### EXERCISE
Repeat the passage from the article on leisure-time physical activity and cancer risk word for word, beginning at the words "Overall, higher levels" and stopping after the words "the researchers concluded.".

### SUPPLIED PASSAGE
Leisure-Time Physical Activity Associated with Lower Cancer Risk, Including Myeloma
Leisure-time physical activity is associated with a lower risk for many types of cancer, including a 17 percent lower risk for myeloma. These key findings were independent of body size or smoking history, indicating that it is essential to educate inactive adults of the benefits of physical activity, with an emphasis on its influence in the development of many cancers.
The research paper, “Association of Leisure-Time Physical Activity With Risk of 26 Types of Cancer in 1.44 Million Adults,” was published in JAMA Internal Medicine. The article is accompanied by an invited commentary from Emory University and University of North Carolina researchers.
Cancer is one of the leading causes of mortality and morbidity worldwide. The American Cancer Society estimates that in 2016 there will be 1,685,210 new cancer cases diagnosed and 595,690 cancer deaths in the U.S. alone. The increasing incidence of cancer, especially in emerging economies where unhealthy lifestyles predominate, also results in a great economic burden, which points to the need for preventive public healthcare strategies to halt the growing incidence of cancer worldwide. Leisure-time activity has been associated with lower risk for certain conditions, such as heart disease and all-cause mortality, but its influence on cancer risk has not been clearly defined.
Researchers wanted to determine if this type of physical activity is associated with a lower risk for common cancer types and the relation of such association with body type and smoking habits. The researchers pooled data from 12 U.S. and European cohorts, where participants had reported their level of physical activity. The study included a total of 1.44 million participants and 186,932 cancers. Higher levels of physical activity were associated with lower levels of 13 of the 26 cancers assessed, namely esophageal adenocarcinoma (42 percent lower risk); liver (27 percent lower risk); lung (26 percent lower risk); kidney (23 percent lower risk); gastric cardia (22 percent lower risk); endometrial (21 percent lower risk); myeloid leukemia (20 percent lower risk); myeloma (17 percent lower risk); colon (16 percent lower risk); head and neck (15 percent lower risk), rectal (13 percent lower risk); bladder (13 percent lower risk); and breast (10 percent lower risk).
Overall, higher levels of physical activity were associated with a 7 percent lower risk of total cancer. Most of these associations remained regardless of body type and smoking habit history. Notably, more physical activity was associated with 5 percent higher risk of prostate cancer and a 27 percent higher risk of malignant melanoma. However, this last association was only significant in regions with high levels of ultraviolet radiation.
“Leisure-time physical activity was associated with lower risks of many cancer types. Healthcare professionals counseling inactive adults should emphasize that most of these associations were evident regardless of body size or smoking history, supporting broad generalizability of findings,” the researchers concluded.

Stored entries
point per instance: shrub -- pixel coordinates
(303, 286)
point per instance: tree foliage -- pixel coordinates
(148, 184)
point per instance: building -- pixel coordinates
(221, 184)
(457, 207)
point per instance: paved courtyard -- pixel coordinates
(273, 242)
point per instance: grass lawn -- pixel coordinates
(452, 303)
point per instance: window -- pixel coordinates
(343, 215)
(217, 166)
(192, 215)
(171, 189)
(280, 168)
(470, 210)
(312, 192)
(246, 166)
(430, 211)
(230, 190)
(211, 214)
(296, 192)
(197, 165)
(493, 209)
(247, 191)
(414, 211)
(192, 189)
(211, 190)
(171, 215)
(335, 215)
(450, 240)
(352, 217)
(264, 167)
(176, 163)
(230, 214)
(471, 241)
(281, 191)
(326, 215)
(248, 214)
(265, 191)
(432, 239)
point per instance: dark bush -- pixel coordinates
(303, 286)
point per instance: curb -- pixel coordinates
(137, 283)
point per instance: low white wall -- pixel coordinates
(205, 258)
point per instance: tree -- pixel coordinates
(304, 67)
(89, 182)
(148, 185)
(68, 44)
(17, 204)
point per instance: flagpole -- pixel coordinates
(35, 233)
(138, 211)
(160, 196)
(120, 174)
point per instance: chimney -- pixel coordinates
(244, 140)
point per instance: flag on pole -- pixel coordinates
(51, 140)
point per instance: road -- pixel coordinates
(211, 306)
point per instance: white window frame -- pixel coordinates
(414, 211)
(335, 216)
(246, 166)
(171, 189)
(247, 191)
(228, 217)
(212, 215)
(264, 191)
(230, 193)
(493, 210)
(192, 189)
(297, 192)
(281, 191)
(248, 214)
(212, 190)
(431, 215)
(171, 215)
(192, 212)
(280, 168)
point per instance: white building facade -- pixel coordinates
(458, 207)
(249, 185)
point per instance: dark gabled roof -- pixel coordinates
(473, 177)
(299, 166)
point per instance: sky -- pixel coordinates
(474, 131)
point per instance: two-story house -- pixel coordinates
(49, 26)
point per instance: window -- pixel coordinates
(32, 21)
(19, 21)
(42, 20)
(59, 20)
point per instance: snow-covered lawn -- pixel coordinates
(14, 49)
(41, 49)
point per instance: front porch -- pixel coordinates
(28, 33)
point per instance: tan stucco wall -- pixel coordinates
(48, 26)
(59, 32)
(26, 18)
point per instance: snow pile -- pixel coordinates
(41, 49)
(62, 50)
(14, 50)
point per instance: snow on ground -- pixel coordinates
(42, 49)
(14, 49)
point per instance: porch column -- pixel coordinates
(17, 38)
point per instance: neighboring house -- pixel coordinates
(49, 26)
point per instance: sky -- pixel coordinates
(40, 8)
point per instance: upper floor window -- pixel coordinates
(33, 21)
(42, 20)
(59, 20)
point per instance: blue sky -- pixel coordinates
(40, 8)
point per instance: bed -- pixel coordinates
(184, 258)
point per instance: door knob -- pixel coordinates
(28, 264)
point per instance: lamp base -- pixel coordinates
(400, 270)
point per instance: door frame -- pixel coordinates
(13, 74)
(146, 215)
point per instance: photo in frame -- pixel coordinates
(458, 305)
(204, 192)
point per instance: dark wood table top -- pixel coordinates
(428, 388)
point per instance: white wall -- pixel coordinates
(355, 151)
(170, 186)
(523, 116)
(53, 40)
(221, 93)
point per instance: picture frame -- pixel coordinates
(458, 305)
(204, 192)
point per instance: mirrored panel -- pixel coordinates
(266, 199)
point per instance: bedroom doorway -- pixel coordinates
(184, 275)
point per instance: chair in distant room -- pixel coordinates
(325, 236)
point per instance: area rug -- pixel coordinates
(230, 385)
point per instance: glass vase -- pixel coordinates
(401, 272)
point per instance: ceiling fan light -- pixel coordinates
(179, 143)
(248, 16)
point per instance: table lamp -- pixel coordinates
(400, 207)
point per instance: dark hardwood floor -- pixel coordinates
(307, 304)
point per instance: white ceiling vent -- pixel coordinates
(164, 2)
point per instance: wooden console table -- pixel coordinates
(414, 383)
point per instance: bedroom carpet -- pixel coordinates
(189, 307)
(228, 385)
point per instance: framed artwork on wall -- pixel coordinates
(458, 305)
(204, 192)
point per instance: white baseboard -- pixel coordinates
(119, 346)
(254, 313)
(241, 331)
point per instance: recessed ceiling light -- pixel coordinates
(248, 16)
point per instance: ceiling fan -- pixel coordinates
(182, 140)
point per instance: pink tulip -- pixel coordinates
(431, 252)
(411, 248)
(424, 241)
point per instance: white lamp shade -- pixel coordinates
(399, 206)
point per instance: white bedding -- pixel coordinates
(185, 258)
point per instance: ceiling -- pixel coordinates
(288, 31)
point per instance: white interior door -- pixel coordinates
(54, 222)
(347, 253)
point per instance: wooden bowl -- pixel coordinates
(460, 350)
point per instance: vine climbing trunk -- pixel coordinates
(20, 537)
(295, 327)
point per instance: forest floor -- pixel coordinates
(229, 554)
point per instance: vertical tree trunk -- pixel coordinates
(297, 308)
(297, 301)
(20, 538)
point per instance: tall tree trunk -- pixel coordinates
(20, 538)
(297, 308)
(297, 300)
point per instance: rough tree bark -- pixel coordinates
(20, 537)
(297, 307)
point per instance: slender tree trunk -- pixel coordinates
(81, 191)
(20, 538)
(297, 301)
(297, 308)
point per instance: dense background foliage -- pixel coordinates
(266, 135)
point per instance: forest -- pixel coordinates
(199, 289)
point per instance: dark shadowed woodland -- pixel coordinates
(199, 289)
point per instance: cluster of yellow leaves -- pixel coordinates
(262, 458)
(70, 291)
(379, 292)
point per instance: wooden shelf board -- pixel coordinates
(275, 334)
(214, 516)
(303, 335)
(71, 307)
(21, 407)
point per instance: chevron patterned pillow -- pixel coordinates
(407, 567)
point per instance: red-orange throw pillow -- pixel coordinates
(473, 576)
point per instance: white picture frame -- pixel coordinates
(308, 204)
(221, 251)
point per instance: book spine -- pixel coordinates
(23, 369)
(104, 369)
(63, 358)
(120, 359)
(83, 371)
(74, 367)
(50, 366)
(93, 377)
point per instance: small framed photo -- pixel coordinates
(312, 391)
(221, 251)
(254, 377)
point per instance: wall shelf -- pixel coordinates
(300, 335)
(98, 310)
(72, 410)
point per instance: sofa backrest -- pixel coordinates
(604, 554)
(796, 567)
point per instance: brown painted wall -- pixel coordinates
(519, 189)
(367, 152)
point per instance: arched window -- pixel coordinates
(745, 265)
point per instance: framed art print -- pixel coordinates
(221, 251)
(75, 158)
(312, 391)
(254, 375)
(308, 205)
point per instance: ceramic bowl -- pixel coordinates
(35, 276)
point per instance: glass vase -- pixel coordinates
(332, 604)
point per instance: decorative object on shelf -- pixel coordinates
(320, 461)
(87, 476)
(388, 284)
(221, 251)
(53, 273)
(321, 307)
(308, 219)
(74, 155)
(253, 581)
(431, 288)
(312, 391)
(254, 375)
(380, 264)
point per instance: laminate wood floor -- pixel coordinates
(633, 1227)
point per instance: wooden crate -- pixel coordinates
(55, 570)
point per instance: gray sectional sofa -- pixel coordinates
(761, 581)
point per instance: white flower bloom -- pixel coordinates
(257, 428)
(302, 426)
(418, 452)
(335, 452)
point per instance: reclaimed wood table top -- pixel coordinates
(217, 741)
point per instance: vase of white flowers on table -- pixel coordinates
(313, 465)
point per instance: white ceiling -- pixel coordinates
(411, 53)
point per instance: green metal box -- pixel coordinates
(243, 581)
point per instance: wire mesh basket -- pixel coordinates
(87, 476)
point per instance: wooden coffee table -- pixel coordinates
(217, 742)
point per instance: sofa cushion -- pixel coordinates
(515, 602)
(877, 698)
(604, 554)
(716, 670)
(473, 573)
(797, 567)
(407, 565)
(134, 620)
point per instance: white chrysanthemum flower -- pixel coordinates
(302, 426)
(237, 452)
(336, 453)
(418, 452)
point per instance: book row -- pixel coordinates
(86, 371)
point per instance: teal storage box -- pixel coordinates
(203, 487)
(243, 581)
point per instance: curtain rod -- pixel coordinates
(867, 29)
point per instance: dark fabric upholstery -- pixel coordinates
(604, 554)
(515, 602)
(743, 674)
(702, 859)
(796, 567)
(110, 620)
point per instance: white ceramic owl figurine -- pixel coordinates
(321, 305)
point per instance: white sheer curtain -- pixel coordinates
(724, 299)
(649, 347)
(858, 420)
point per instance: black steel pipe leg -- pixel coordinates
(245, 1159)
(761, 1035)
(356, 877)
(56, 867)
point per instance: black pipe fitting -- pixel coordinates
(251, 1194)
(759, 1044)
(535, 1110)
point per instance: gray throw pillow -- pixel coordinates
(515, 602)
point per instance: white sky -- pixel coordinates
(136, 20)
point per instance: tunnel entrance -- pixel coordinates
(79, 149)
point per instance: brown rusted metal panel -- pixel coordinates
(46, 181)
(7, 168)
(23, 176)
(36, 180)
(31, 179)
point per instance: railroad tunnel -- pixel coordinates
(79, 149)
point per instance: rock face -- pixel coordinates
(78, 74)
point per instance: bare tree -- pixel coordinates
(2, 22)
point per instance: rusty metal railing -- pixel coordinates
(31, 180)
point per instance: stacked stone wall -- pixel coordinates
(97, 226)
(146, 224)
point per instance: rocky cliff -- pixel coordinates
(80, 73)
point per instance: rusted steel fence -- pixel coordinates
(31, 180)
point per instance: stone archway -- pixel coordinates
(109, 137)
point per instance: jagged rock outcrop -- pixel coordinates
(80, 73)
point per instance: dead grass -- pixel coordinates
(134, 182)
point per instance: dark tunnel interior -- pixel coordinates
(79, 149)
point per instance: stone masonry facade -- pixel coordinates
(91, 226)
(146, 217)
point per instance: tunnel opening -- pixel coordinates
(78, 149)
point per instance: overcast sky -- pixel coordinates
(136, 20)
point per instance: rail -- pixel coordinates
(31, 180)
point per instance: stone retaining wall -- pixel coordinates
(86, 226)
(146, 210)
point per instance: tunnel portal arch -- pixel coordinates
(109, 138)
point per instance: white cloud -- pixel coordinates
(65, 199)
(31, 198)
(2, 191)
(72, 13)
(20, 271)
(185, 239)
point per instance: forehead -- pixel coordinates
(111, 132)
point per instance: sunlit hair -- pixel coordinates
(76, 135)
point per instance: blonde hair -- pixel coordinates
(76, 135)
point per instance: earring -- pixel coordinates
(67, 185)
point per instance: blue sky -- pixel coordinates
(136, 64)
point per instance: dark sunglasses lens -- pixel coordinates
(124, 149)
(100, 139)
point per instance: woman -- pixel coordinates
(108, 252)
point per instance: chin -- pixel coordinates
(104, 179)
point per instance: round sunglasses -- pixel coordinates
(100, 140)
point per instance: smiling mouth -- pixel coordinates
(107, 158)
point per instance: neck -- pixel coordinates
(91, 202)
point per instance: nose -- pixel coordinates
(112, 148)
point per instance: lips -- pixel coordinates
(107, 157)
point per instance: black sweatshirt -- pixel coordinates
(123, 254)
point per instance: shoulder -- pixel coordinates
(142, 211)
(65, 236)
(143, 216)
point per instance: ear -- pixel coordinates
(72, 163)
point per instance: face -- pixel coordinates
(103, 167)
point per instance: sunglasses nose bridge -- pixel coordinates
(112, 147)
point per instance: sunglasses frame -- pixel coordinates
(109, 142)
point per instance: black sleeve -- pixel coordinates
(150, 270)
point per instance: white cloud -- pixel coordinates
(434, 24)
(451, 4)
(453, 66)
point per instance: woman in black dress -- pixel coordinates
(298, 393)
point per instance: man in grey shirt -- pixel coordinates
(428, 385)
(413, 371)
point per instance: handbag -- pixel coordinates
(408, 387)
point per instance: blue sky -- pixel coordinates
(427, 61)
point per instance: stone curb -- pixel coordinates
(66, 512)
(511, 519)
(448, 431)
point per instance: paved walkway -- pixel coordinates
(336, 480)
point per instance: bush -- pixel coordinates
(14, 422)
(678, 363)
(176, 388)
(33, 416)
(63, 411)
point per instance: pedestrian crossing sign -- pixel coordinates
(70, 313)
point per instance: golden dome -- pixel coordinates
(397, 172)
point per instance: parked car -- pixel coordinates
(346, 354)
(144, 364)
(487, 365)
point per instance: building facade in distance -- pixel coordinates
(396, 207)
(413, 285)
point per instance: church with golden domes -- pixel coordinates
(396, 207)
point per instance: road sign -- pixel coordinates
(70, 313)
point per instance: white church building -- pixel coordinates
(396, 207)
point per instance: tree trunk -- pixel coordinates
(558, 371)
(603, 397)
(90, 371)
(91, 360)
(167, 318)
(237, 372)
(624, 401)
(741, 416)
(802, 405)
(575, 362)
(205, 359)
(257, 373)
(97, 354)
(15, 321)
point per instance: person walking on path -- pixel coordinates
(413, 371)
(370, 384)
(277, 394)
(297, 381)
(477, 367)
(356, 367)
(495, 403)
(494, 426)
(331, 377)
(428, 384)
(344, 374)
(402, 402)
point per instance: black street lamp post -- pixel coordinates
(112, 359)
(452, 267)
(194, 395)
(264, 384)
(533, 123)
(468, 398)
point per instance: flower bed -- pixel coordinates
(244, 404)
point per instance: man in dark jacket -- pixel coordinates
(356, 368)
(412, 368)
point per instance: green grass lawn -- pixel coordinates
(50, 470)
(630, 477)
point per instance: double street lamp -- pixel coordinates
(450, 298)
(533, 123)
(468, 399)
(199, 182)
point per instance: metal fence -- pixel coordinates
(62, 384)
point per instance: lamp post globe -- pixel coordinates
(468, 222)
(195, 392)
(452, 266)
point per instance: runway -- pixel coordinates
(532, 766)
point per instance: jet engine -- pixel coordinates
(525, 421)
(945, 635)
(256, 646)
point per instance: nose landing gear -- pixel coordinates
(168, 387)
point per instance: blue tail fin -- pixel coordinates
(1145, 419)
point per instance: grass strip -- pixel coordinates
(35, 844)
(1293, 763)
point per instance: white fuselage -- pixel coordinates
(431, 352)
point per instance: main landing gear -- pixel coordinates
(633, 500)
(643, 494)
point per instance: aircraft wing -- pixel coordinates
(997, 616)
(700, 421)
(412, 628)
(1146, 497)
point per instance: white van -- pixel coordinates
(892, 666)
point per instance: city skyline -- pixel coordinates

### ANSWER TO THE EXERCISE
Overall, higher levels of physical activity were associated with a 7 percent lower risk of total cancer. Most of these associations remained regardless of body type and smoking habit history. Notably, more physical activity was associated with 5 percent higher risk of prostate cancer and a 27 percent higher risk of malignant melanoma. However, this last association was only significant in regions with high levels of ultraviolet radiation.
“Leisure-time physical activity was associated with lower risks of many cancer types. Healthcare professionals counseling inactive adults should emphasize that most of these associations were evident regardless of body size or smoking history, supporting broad generalizability of findings,” the researchers concluded.